**TASK PROMPT**
Go to the line that contains "Where can the eyeglasses" and transcribe from there to the end of the entries, that line and the last one included.

**DATA EXCERPTS**
##########

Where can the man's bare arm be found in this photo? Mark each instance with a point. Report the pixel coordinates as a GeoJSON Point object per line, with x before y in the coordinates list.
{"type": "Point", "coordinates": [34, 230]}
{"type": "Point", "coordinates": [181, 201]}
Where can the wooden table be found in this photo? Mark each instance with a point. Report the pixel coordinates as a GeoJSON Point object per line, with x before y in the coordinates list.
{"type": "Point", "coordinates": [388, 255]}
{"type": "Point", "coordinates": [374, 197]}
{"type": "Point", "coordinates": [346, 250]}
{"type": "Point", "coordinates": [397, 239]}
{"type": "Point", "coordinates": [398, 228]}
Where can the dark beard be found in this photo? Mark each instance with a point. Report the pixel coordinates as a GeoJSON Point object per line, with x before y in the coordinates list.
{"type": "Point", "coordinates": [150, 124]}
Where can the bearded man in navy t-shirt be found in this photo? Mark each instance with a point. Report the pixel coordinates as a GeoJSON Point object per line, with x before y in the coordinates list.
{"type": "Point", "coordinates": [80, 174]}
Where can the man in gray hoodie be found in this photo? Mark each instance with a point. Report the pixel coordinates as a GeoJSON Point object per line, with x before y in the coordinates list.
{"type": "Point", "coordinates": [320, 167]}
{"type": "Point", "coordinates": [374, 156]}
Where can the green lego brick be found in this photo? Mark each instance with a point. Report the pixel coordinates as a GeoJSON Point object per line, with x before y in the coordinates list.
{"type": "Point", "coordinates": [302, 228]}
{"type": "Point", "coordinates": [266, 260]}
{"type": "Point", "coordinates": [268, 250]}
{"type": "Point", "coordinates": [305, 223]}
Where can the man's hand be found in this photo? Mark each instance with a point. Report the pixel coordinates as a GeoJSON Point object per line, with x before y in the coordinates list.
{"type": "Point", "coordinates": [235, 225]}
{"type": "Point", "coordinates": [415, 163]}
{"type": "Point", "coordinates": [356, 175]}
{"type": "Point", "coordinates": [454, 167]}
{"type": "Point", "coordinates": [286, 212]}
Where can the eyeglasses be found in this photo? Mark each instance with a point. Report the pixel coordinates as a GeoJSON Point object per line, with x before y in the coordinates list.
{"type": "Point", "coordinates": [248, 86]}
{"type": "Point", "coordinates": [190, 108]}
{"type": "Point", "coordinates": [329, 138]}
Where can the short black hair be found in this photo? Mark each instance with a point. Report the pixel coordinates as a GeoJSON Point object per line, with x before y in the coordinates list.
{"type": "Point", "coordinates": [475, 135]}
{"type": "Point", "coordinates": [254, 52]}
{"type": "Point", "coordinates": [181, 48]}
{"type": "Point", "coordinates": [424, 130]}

##########

**EXERCISE OUTPUT**
Where can the eyeglasses be found in this photo? Mark each instance with a point. Report the pixel coordinates as a GeoJSON Point object per line, with x before y in the coordinates list.
{"type": "Point", "coordinates": [248, 86]}
{"type": "Point", "coordinates": [190, 108]}
{"type": "Point", "coordinates": [329, 138]}
Where can the short black hair be found in this photo? Mark each instance with a point. Report the pixel coordinates as a GeoJSON Point object per line, with x before y in the coordinates list.
{"type": "Point", "coordinates": [475, 135]}
{"type": "Point", "coordinates": [254, 52]}
{"type": "Point", "coordinates": [181, 48]}
{"type": "Point", "coordinates": [424, 130]}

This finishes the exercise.